» **AIM**: Print out the material that follows word for word.

Data listing:
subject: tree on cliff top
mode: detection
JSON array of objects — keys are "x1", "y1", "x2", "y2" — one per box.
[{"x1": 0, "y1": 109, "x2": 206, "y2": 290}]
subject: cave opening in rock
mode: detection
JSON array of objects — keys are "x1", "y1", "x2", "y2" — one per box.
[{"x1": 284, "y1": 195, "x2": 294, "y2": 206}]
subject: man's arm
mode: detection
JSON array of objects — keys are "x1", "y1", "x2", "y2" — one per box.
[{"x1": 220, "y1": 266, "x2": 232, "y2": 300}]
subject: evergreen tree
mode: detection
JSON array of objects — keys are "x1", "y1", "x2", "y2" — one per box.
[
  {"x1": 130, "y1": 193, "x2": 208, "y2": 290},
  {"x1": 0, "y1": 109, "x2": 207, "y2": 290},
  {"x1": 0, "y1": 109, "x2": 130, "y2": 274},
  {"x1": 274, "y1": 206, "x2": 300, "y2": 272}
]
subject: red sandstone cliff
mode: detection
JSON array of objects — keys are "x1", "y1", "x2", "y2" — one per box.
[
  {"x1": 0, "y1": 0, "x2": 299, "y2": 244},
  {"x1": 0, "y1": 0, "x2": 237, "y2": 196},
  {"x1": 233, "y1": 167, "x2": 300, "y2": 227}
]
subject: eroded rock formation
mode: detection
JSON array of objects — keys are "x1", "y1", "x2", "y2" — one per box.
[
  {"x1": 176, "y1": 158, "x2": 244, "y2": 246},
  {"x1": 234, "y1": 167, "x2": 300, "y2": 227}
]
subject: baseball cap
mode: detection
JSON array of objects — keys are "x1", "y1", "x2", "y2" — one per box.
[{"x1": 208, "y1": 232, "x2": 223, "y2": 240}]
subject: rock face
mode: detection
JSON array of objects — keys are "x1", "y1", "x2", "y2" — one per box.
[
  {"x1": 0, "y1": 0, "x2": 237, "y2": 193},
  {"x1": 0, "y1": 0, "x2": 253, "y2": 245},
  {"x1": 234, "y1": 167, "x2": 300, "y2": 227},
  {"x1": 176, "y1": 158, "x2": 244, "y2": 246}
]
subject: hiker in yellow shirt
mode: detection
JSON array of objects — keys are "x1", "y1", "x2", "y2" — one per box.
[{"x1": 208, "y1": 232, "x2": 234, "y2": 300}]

» **EXERCISE OUTPUT**:
subject: tree on cliff top
mode: detection
JSON array of objects — keys are "x1", "y1", "x2", "y2" — one per box.
[{"x1": 0, "y1": 109, "x2": 206, "y2": 290}]
subject: cave opening in rock
mode: detection
JSON array of objects — keys are "x1", "y1", "x2", "y2" — one per box.
[{"x1": 284, "y1": 195, "x2": 294, "y2": 206}]
subject: man's arm
mode: detection
JSON array of objects — keys are "x1", "y1", "x2", "y2" — one per box.
[{"x1": 220, "y1": 266, "x2": 232, "y2": 300}]
subject: evergreen tree
mode: detection
JSON array of objects — keys are "x1", "y1", "x2", "y2" — one per box.
[
  {"x1": 130, "y1": 193, "x2": 208, "y2": 290},
  {"x1": 0, "y1": 109, "x2": 207, "y2": 290},
  {"x1": 0, "y1": 109, "x2": 130, "y2": 274},
  {"x1": 274, "y1": 206, "x2": 300, "y2": 272}
]
subject: red sandstone cliff
mode: detection
JSON array of objects — keys are "x1", "y1", "x2", "y2" — one per box.
[
  {"x1": 0, "y1": 0, "x2": 299, "y2": 244},
  {"x1": 0, "y1": 0, "x2": 237, "y2": 196},
  {"x1": 233, "y1": 167, "x2": 300, "y2": 227}
]
subject: eroded rock formation
mode: detection
JSON array of objects — keys are "x1", "y1", "x2", "y2" — one per box.
[
  {"x1": 176, "y1": 158, "x2": 244, "y2": 246},
  {"x1": 234, "y1": 167, "x2": 300, "y2": 227}
]
subject: baseball cap
mode: detection
JSON array of objects — keys are "x1", "y1", "x2", "y2" — one per box.
[{"x1": 208, "y1": 232, "x2": 223, "y2": 240}]
subject: rock face
mode: detection
JSON array of objects — keys are "x1", "y1", "x2", "y2" — one per box.
[
  {"x1": 0, "y1": 0, "x2": 237, "y2": 193},
  {"x1": 0, "y1": 0, "x2": 253, "y2": 245},
  {"x1": 234, "y1": 167, "x2": 300, "y2": 227},
  {"x1": 176, "y1": 158, "x2": 244, "y2": 246}
]
subject: hiker in yellow shirt
mode: detection
JSON array of objects — keys are "x1", "y1", "x2", "y2" — one per box.
[{"x1": 208, "y1": 232, "x2": 234, "y2": 300}]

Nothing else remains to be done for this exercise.